**Task instructions**. From the material below, pull each line containing the string "leaf".
*** Block opens ***
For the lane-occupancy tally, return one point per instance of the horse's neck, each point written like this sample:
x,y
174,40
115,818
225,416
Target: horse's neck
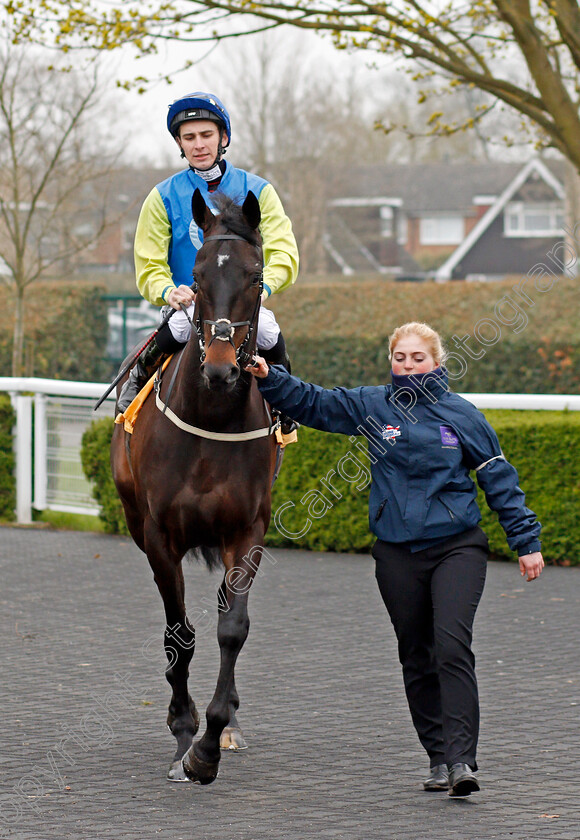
x,y
197,405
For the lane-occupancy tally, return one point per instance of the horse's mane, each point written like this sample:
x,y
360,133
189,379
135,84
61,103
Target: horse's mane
x,y
232,217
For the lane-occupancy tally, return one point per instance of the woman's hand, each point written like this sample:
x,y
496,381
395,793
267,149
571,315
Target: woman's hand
x,y
259,367
531,564
181,294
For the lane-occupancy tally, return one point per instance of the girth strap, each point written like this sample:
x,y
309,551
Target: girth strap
x,y
204,433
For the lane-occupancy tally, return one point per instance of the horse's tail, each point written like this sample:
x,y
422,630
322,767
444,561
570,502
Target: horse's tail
x,y
211,555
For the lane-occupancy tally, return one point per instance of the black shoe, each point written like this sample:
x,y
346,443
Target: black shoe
x,y
438,778
462,782
143,370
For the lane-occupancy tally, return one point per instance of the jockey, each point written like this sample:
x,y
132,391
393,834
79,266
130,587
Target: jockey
x,y
167,239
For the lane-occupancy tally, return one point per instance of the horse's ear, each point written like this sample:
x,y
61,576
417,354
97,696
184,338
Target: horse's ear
x,y
251,210
202,215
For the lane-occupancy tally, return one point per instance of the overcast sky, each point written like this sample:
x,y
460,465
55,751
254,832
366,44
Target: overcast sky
x,y
145,114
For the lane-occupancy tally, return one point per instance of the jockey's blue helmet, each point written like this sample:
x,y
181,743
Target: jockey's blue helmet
x,y
198,106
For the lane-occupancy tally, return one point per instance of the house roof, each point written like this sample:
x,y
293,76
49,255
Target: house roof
x,y
533,166
431,187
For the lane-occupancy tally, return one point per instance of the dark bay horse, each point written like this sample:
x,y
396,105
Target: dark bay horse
x,y
193,476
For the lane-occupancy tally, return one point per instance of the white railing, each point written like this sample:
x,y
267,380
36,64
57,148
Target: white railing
x,y
51,417
52,414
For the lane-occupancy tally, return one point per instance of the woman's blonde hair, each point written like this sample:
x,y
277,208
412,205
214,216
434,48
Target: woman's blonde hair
x,y
424,331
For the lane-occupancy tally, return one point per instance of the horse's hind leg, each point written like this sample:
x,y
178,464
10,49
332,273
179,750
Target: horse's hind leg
x,y
232,737
179,639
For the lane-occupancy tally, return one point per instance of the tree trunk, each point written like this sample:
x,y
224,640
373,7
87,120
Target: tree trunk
x,y
18,334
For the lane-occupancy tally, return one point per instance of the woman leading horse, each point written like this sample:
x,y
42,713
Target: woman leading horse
x,y
197,470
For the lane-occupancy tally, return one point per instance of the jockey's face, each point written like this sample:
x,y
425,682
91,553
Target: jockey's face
x,y
199,140
412,355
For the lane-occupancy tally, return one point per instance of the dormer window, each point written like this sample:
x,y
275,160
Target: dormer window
x,y
525,218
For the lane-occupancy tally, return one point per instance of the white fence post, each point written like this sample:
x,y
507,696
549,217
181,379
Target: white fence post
x,y
40,452
23,451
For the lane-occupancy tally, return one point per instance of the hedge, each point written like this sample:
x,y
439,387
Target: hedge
x,y
337,333
7,480
65,333
550,366
540,444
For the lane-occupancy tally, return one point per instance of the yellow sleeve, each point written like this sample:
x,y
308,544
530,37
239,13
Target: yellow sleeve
x,y
152,239
280,249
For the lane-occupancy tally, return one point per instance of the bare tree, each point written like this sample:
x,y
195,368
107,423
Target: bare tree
x,y
49,157
476,45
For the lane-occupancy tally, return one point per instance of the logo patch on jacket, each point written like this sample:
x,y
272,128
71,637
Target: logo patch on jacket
x,y
448,436
390,432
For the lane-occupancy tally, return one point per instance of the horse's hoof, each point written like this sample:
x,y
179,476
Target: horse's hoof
x,y
232,739
176,773
199,771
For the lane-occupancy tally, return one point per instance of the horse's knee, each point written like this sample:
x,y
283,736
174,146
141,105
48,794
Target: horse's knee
x,y
233,631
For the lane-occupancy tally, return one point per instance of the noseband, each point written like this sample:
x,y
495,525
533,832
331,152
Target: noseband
x,y
223,329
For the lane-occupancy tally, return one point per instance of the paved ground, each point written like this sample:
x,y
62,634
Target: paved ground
x,y
83,704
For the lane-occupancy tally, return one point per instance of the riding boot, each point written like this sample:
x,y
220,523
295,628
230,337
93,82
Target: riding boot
x,y
141,372
278,355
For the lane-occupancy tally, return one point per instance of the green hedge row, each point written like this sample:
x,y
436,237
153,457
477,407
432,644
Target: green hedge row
x,y
539,444
65,333
7,480
527,366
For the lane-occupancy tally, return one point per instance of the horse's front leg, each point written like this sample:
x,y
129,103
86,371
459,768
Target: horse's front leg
x,y
232,737
179,641
202,760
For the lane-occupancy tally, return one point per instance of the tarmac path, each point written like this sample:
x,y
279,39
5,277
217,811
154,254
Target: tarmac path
x,y
83,704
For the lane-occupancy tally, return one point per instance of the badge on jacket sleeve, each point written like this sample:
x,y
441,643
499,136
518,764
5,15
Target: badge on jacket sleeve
x,y
390,432
448,436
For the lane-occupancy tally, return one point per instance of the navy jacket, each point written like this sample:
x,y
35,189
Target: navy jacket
x,y
423,441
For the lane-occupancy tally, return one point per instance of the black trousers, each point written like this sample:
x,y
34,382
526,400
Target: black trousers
x,y
431,596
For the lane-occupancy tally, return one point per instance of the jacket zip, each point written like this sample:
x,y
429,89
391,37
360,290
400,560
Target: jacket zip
x,y
449,511
380,509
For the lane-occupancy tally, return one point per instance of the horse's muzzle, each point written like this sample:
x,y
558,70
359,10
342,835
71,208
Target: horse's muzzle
x,y
220,377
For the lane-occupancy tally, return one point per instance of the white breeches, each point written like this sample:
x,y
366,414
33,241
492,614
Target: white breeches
x,y
268,329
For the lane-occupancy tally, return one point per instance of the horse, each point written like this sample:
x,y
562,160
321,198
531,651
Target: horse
x,y
196,473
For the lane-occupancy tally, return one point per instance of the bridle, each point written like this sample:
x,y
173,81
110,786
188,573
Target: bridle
x,y
223,329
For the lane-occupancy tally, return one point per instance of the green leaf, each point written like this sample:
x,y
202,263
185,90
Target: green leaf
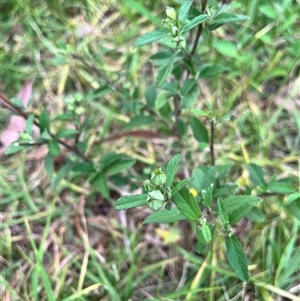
*** Block closes ***
**Written solution**.
For the lane-occupancy tally, return one point per instance of the green leaf, each point written like this sample:
Target: green leaf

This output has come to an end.